> [WORK ITEM]: The entries below contain a line with "Can you find the wristwatch" and a line with "Query: man's ear". Quote exactly those two lines and all lines between them.

BEGIN SOURCE DATA

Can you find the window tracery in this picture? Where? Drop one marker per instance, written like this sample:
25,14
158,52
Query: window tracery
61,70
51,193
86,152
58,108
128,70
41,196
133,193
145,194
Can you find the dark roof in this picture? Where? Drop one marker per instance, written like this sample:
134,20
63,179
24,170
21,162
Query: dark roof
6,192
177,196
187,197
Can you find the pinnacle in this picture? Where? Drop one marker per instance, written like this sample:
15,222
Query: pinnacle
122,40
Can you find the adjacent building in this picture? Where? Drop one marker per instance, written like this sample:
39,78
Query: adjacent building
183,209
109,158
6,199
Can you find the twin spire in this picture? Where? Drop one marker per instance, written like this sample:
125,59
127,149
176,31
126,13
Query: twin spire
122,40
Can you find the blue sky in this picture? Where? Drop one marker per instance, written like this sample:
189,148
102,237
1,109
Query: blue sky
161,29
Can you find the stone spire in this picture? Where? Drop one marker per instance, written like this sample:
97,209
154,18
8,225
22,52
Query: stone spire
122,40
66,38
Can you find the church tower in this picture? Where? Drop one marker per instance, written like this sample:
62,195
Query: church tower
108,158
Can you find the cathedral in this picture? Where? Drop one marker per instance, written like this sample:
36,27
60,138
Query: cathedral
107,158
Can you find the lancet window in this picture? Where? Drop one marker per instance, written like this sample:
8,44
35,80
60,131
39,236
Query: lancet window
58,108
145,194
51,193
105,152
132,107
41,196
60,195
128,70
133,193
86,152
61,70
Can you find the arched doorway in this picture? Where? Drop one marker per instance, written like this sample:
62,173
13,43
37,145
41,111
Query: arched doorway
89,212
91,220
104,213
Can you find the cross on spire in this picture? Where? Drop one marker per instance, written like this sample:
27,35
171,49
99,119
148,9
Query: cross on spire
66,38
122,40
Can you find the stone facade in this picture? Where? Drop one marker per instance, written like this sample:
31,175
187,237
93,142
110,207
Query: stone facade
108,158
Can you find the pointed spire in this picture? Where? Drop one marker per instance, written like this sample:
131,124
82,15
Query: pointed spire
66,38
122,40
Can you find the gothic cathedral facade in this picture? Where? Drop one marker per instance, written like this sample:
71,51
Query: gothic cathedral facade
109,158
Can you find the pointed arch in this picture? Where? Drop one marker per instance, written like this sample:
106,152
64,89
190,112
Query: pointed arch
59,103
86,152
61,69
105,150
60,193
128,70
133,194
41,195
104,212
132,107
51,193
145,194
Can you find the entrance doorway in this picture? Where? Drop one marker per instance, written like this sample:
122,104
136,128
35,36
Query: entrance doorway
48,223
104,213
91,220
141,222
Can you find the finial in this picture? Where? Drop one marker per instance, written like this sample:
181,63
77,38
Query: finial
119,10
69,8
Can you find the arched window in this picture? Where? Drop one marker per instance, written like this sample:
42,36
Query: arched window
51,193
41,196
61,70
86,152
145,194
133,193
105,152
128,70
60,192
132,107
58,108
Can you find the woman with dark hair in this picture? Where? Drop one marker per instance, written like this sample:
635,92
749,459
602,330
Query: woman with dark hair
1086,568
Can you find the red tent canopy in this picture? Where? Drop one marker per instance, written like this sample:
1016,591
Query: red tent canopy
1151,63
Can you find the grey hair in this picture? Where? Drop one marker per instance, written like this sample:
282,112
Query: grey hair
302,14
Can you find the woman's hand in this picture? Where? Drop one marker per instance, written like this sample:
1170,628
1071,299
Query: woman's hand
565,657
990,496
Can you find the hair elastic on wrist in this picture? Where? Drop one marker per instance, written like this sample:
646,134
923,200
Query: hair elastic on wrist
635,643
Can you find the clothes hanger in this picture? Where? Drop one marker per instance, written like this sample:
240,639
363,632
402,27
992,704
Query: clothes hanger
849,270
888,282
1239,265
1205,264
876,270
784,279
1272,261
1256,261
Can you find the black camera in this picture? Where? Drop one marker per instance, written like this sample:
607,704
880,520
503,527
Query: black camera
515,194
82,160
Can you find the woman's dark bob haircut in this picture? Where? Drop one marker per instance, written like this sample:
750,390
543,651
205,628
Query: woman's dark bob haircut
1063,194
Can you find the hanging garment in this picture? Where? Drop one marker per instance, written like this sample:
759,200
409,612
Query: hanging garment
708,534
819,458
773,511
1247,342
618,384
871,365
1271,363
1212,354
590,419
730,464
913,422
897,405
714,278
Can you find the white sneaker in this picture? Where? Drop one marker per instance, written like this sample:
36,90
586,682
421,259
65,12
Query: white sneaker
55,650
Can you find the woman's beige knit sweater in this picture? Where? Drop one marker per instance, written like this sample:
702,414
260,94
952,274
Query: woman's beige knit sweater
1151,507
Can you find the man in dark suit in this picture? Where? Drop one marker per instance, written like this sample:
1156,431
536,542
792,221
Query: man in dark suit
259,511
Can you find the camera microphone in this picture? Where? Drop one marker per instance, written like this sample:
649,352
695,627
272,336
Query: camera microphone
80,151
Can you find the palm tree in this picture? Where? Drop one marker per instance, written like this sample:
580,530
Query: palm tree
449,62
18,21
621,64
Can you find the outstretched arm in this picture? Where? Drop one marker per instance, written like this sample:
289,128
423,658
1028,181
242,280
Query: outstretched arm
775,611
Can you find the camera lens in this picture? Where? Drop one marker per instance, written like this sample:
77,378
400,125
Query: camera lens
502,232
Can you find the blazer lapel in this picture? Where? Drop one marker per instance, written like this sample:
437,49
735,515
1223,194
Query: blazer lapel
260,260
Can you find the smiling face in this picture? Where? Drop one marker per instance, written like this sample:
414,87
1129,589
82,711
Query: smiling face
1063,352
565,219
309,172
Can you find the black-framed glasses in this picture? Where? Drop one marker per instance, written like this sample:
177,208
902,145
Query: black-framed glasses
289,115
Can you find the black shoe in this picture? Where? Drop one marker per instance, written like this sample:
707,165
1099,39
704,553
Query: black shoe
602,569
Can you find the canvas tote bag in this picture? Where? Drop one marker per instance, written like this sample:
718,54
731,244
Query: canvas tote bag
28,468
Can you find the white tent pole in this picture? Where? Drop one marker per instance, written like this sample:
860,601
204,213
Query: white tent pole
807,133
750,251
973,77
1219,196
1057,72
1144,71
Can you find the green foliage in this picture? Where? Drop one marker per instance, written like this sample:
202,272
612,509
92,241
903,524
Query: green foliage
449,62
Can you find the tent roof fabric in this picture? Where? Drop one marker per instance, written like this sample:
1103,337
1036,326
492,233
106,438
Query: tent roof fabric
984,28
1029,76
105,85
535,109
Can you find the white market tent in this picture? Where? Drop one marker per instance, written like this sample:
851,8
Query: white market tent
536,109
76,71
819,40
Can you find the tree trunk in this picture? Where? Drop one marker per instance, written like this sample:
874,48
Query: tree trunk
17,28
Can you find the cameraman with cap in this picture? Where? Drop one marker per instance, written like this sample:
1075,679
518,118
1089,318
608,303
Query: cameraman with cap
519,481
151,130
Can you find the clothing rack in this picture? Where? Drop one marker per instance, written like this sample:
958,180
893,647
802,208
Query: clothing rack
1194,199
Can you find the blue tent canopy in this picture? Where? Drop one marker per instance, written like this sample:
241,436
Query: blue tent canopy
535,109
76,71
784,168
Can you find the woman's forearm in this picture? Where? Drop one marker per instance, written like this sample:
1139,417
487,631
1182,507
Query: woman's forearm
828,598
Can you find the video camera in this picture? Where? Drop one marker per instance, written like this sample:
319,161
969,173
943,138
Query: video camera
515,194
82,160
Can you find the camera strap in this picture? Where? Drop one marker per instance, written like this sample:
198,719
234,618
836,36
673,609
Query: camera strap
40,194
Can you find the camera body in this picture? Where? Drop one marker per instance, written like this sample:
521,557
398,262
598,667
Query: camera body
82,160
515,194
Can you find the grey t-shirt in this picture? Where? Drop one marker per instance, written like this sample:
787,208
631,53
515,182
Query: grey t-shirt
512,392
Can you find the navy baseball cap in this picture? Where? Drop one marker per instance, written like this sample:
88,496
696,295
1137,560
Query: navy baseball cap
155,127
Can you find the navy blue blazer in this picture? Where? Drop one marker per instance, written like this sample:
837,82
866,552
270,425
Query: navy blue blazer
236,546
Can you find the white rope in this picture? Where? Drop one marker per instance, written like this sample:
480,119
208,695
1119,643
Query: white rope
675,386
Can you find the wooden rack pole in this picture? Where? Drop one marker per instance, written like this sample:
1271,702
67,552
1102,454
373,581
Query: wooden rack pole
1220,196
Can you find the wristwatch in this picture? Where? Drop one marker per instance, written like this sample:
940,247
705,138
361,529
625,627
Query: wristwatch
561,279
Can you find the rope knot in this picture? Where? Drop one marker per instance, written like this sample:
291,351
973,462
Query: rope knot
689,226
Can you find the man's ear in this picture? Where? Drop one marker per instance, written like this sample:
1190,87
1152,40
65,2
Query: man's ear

END SOURCE DATA
BEGIN SOURCE DATA

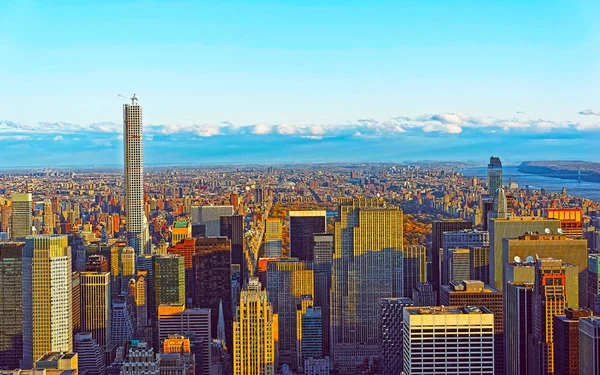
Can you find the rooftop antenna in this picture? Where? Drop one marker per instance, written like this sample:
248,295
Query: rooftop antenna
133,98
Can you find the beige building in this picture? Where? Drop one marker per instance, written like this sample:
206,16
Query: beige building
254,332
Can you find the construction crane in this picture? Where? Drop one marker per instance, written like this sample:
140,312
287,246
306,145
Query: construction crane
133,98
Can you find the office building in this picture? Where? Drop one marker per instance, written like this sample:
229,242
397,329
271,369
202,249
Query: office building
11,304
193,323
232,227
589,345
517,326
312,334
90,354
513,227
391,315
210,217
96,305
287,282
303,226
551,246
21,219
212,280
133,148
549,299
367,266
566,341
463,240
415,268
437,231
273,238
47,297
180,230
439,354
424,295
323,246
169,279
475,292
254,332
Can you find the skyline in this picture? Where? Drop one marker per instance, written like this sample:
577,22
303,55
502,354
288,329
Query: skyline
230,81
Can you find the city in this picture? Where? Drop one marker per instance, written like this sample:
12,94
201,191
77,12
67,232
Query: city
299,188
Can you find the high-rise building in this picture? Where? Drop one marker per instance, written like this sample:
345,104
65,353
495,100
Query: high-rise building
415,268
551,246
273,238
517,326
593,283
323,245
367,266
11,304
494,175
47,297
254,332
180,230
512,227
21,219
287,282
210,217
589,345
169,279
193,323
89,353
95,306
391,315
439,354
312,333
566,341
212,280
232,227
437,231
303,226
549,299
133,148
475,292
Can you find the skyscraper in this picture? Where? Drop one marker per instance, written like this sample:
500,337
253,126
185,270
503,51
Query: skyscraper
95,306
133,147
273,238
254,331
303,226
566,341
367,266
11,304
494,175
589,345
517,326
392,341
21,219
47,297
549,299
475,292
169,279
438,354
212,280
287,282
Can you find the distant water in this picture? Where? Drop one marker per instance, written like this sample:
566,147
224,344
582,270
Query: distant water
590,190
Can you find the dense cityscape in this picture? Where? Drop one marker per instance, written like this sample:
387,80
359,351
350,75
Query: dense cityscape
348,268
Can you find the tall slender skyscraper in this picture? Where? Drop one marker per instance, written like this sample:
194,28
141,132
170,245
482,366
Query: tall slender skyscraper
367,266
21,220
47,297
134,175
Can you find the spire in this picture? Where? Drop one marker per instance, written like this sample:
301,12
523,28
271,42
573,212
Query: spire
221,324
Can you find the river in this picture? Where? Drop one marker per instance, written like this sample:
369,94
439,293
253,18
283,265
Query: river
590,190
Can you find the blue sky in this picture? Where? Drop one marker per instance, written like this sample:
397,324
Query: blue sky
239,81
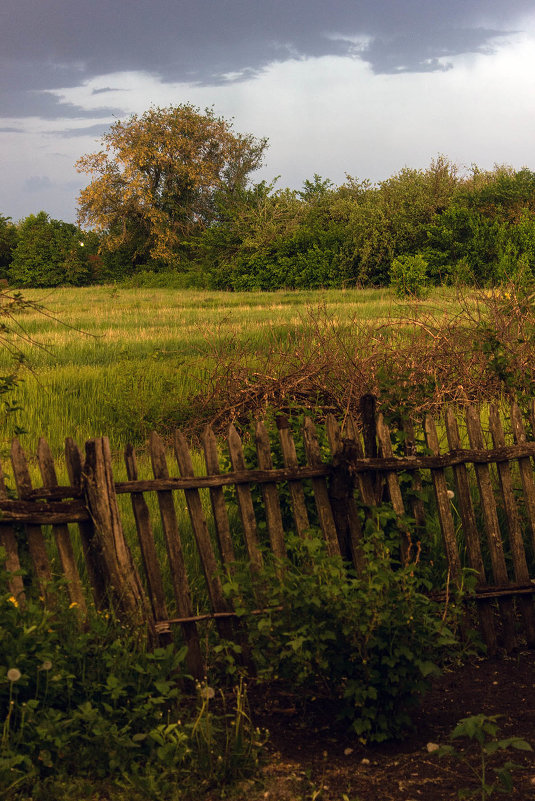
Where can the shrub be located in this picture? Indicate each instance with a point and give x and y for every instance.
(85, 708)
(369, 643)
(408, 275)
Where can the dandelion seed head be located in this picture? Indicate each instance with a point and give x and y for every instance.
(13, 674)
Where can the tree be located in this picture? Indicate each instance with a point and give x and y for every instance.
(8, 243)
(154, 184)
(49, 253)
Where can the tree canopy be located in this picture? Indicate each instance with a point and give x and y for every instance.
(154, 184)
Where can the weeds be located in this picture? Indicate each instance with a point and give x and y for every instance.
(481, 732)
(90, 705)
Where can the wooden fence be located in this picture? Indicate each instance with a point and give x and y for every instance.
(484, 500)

END SOURCE DATA
BEGIN SOURCE DATA

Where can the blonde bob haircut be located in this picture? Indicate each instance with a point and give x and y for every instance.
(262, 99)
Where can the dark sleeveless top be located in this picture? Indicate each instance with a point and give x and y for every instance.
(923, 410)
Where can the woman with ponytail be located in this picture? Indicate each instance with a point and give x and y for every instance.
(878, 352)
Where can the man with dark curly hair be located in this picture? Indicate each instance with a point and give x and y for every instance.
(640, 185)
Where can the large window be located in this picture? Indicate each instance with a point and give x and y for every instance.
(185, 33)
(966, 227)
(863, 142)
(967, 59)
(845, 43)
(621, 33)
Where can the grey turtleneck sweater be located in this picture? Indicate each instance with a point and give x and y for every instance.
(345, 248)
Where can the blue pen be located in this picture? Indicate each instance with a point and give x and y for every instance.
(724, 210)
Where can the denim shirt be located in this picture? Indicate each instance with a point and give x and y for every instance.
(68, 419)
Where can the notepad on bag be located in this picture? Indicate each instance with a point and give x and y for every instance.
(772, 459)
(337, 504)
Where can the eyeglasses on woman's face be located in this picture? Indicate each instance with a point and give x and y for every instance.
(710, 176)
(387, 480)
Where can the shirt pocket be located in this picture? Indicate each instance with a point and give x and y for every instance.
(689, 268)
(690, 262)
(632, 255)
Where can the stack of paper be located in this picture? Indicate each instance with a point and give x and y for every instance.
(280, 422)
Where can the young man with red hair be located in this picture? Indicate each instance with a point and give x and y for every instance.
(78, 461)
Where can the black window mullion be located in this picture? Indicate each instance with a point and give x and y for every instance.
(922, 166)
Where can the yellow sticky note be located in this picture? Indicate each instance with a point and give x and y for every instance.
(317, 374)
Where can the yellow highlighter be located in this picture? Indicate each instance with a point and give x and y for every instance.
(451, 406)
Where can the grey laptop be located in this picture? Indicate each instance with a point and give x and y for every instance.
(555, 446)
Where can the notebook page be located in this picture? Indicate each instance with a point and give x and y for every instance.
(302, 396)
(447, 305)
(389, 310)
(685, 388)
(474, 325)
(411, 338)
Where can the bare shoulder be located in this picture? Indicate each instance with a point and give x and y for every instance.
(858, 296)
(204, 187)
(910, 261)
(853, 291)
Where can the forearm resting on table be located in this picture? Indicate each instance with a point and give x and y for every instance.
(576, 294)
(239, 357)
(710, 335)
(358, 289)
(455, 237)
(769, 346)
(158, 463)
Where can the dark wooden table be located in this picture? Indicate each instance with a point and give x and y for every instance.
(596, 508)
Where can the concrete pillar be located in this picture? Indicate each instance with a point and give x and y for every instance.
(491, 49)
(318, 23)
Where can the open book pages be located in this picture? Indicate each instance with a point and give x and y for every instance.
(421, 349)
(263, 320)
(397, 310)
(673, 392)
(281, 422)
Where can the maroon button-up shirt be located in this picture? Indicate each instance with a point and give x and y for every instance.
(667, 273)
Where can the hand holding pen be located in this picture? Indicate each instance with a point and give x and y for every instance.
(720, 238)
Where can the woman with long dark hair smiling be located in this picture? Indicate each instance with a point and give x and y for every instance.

END SOURCE DATA

> [FINISHED TASK]:
Can you find the wristwatch in this picture? Where? Drop one marker per instance, written like this sample:
940,247
705,138
361,529
625,627
Query: wristwatch
561,279
Can you find the rope knot in this picture? Where? Drop one marker per instance, written like this sample:
291,351
973,462
Query: rope knot
689,226
Can you find the man's ear in this picture? Where? Drop one marker per instance, written like this sample:
1190,87
1152,40
65,2
Query: man's ear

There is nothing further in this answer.